___ Extracted material ___

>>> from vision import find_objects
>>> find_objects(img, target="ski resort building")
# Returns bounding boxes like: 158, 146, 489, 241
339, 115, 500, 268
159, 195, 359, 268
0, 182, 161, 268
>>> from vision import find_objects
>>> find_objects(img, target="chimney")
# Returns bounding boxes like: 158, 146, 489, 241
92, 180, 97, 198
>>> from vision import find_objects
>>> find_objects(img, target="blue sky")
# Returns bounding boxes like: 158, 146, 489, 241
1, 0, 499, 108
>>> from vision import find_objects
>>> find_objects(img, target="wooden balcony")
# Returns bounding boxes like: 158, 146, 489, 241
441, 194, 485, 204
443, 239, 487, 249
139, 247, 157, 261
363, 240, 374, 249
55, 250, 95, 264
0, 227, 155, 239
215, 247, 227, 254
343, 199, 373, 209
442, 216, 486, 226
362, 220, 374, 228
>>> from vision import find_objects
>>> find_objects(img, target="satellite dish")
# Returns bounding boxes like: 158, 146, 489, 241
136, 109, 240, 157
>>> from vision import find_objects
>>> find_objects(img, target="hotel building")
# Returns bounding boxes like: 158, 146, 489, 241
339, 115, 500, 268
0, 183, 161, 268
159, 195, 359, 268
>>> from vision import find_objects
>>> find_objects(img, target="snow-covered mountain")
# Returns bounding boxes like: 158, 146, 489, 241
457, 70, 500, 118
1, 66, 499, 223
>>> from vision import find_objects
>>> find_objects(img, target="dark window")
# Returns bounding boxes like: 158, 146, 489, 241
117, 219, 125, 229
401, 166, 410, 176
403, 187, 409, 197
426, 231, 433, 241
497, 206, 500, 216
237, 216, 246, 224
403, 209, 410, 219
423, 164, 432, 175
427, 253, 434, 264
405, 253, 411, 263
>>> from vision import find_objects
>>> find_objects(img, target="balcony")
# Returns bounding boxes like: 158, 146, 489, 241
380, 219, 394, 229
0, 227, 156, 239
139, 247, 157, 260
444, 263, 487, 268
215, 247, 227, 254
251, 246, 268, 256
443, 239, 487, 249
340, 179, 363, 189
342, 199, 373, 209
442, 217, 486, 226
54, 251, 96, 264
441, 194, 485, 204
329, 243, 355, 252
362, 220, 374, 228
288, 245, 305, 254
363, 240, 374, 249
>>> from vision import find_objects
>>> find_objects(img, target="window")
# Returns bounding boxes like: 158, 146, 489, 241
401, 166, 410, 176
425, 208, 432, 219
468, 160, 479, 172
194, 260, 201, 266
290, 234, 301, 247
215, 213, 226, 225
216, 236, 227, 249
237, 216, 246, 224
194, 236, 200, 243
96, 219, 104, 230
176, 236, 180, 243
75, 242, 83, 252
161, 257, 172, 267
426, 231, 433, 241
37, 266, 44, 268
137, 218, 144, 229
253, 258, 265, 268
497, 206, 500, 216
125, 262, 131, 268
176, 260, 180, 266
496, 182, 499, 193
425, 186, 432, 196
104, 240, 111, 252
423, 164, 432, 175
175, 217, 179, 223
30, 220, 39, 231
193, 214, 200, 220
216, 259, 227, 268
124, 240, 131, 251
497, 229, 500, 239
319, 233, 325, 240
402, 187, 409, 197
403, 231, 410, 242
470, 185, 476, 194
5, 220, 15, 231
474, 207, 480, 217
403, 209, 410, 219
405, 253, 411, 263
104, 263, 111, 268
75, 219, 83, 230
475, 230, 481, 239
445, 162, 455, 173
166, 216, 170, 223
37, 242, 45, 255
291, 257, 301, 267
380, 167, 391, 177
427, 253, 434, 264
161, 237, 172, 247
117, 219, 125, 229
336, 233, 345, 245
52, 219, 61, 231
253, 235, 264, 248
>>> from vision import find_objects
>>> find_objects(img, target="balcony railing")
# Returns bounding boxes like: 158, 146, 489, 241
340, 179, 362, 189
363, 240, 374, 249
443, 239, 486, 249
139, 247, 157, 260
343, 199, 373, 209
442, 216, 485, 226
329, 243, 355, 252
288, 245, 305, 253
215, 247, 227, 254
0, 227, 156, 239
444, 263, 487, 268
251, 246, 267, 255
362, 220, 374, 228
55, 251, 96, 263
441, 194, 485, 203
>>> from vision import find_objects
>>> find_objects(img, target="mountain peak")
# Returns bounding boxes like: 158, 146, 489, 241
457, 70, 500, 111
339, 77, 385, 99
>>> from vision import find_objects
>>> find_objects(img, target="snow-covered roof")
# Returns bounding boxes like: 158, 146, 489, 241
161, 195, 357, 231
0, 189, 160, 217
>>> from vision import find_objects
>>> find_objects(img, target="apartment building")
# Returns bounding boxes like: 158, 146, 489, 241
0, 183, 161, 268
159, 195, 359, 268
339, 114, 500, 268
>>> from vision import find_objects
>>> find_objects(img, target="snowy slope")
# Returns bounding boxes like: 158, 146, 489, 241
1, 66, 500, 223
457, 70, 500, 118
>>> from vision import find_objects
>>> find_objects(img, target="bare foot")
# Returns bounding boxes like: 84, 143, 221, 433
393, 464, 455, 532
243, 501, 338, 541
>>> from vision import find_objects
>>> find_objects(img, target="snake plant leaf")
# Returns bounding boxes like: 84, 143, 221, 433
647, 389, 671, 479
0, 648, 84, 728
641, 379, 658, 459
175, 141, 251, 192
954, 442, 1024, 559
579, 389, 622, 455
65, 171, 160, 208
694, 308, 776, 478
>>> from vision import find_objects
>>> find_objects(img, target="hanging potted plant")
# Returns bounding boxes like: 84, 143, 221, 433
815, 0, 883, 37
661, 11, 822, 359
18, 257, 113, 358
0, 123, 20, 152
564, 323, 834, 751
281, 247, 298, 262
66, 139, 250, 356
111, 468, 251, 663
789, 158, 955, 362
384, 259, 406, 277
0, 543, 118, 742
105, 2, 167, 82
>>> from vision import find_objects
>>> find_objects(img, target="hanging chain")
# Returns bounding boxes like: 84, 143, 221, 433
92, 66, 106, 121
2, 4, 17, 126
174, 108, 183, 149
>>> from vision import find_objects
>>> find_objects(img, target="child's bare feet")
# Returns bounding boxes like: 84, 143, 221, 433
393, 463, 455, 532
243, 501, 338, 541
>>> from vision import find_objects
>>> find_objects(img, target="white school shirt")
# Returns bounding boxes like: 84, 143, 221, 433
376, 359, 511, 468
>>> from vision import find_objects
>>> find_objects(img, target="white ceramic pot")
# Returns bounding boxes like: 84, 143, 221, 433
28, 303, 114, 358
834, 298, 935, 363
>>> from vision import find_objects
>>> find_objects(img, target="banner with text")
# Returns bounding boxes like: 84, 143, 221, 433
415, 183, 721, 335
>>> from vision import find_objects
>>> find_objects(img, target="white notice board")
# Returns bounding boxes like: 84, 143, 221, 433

___

(Problem statement)
Tally every line above that has the word "hanging", and report the total with no other words.

(Written solution)
2